Provided passage:
==================================================

# Schumacher makes shock F1 return



## NucleusKore (Jul 30, 2009)

Source: *news.bbc.co.uk/sport2/hi/motorsport/formula_one/8172310.stm

Michael Schumacher will make a shock return to Formula 1 to replace injured Ferrari driver Felipe Massa.

The seven-time world champion retired at the end of 2006 but will drive at the European Grand Prix on 23 August.

Ferrari said the 40-year-old will stand in for as long as Massa is sidelined by the serious head injuries he sustained in the Hungarian Grand Prix last week.

"For team loyalty reasons I can't ignore this unfortunate situation," said the former Ferrari driver.

His spokesman Sabine Kehm had told the BBC on Tuesday that although Schumacher - who was working as an advisor for Ferrari - was not willing to make a full-time return to F1, he would not rule out standing in for Massa.

Read On....

==================================================

Given instruction 1: Repeat everything from "The seven-time world" down to "in for Massa." in the post about Schumacher's F1 return, word for word.

A block of data
==================================================

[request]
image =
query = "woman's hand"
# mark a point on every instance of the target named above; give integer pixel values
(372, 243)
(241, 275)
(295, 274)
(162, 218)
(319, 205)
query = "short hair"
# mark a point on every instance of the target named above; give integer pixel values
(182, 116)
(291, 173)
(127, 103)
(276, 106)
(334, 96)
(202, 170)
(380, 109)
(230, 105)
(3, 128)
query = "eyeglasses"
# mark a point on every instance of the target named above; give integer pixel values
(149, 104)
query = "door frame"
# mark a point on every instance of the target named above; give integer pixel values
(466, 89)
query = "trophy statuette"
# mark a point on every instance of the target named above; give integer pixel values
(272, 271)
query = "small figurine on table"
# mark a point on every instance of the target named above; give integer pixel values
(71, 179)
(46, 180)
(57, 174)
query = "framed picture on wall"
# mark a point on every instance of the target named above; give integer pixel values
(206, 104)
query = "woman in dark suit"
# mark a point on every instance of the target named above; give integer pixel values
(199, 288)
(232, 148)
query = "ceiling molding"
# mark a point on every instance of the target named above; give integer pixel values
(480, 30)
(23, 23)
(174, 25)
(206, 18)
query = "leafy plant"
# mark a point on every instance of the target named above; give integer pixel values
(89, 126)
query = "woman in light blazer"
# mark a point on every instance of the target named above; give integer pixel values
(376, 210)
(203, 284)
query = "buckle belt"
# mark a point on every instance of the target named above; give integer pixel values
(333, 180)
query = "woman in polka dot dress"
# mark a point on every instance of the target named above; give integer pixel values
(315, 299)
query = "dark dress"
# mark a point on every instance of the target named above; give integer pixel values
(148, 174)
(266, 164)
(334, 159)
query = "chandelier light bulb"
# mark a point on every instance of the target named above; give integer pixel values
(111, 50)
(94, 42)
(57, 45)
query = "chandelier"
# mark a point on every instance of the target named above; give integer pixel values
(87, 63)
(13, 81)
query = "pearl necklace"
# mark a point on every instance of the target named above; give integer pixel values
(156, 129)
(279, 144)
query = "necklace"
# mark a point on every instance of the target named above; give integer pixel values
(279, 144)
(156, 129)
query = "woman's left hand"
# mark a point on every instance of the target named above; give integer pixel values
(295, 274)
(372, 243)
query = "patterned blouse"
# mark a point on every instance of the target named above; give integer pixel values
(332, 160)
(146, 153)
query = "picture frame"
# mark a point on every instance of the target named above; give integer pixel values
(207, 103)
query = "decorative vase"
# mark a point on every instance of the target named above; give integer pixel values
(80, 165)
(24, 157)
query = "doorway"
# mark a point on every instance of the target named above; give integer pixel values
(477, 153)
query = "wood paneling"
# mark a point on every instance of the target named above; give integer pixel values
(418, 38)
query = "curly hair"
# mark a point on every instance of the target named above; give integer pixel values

==================================================

Given instruction 2: Find each line in the listing above that contains the word "woman", and copy those lines out.

Written answer 1:
The seven-time world champion retired at the end of 2006 but will drive at the European Grand Prix on 23 August.

Ferrari said the 40-year-old will stand in for as long as Massa is sidelined by the serious head injuries he sustained in the Hungarian Grand Prix last week.

"For team loyalty reasons I can't ignore this unfortunate situation," said the former Ferrari driver.

His spokesman Sabine Kehm had told the BBC on Tuesday that although Schumacher - who was working as an advisor for Ferrari - was not willing to make a full-time return to F1, he would not rule out standing in for Massa.

Written answer 2:
query = "woman's hand"
query = "woman in dark suit"
query = "woman in light blazer"
query = "woman in polka dot dress"
query = "woman's left hand"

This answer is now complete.